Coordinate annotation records
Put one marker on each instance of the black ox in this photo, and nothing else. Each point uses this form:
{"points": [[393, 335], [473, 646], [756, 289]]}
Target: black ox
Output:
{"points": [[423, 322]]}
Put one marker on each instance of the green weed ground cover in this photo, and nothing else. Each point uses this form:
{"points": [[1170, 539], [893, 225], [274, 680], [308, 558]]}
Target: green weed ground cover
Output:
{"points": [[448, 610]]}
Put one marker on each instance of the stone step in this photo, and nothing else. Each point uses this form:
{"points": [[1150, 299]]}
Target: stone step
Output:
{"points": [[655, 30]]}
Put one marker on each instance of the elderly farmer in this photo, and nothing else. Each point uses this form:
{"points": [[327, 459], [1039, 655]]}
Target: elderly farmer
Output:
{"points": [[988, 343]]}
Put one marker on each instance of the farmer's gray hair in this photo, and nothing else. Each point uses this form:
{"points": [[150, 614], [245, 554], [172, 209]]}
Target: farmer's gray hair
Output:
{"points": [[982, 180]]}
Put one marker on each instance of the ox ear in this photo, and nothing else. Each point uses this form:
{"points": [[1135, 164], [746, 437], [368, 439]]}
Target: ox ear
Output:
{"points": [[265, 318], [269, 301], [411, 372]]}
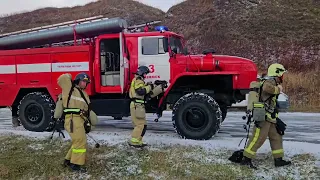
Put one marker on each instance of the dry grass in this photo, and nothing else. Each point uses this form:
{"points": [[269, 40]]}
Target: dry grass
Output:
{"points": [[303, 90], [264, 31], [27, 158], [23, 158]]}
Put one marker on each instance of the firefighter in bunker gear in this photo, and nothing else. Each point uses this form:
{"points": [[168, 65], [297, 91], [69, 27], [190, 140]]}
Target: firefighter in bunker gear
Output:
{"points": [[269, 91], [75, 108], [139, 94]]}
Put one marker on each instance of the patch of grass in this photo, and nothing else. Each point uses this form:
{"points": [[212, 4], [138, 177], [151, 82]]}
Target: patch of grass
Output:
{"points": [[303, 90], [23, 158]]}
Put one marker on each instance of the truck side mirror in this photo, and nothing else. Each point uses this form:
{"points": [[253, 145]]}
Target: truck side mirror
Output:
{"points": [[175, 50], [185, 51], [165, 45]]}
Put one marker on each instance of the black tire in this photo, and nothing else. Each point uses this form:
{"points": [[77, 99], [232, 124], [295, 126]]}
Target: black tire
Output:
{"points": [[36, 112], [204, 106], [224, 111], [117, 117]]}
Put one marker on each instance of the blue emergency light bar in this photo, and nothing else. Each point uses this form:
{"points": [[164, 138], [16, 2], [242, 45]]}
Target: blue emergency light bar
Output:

- **Challenge**: Copy the material above in full and exactly, skipping pictures.

- **Answer to this problem**:
Put one marker on each instance of the black ox in this photo, and nothing else. Each point uses this form:
{"points": [[393, 335], [473, 646], [756, 289]]}
Target: black ox
Output:
{"points": [[423, 322]]}
Put one marker on each instance of the green weed ground cover in this photo, and nothing else. Each point uses this form:
{"points": [[1170, 539], [893, 225], [274, 680], [308, 558]]}
Target: green weed ground cover
Output:
{"points": [[448, 610]]}
Put one marker on each instance of the stone step in this photo, and nothing else. Each point uses this form:
{"points": [[1150, 299]]}
Target: stone step
Output:
{"points": [[655, 30]]}
Put one marker on each instance of the elderly farmer in this photo, and nothing else. Each point uses this form:
{"points": [[327, 459], [1039, 655]]}
Target: elderly farmer
Output:
{"points": [[988, 343]]}
Put one marker on each instance of the farmer's gray hair in this photo, and nothing else. Each point uses this form:
{"points": [[150, 614], [245, 554], [172, 209]]}
Target: farmer's gray hair
Output:
{"points": [[982, 180]]}
Put one marker on each instance of the ox ear in this photo, and nothing else. Each point uses this form:
{"points": [[1135, 164], [746, 437], [368, 439]]}
Target: ox ear
Output:
{"points": [[265, 318], [269, 301], [411, 372]]}
Put one marker on each instance of the dry grass in this photo, and nothing else. Each point uses this form:
{"points": [[269, 40]]}
Target: dry grass
Output:
{"points": [[303, 90], [264, 31], [27, 158], [23, 158]]}
Put one marker on each instance of the firefighter in bunker gear in this photo, and nothing else. Each point uses this form:
{"points": [[168, 65], [297, 91], [69, 27], [190, 140]]}
Target: firefighter in bunker gear
Output:
{"points": [[269, 91], [75, 108], [139, 94]]}
Put one marker on each instance of the patch of grass in this photo, and nothing else. Each point uses this form:
{"points": [[212, 4], [138, 177], [151, 82]]}
Target: patch of grass
Output:
{"points": [[303, 90], [23, 158]]}
Put one marker on each instance of the truck side mirror in this photo, and nothing else. Each point uses this form:
{"points": [[253, 145]]}
Target: truck side mirror
Output:
{"points": [[175, 50], [185, 51], [165, 45]]}
Put one marker on each instance of the black tire in this photo, and nothing else. Each point uses this form:
{"points": [[77, 99], [232, 124], [295, 126]]}
Target: black tire
Output:
{"points": [[36, 112], [204, 106], [224, 111], [117, 117]]}
Put one marker on each instance of the blue emergency light bar in this photo, and nothing else. Each point uses this form:
{"points": [[164, 138], [16, 2], [242, 45]]}
Target: blue emergency light bar
Output:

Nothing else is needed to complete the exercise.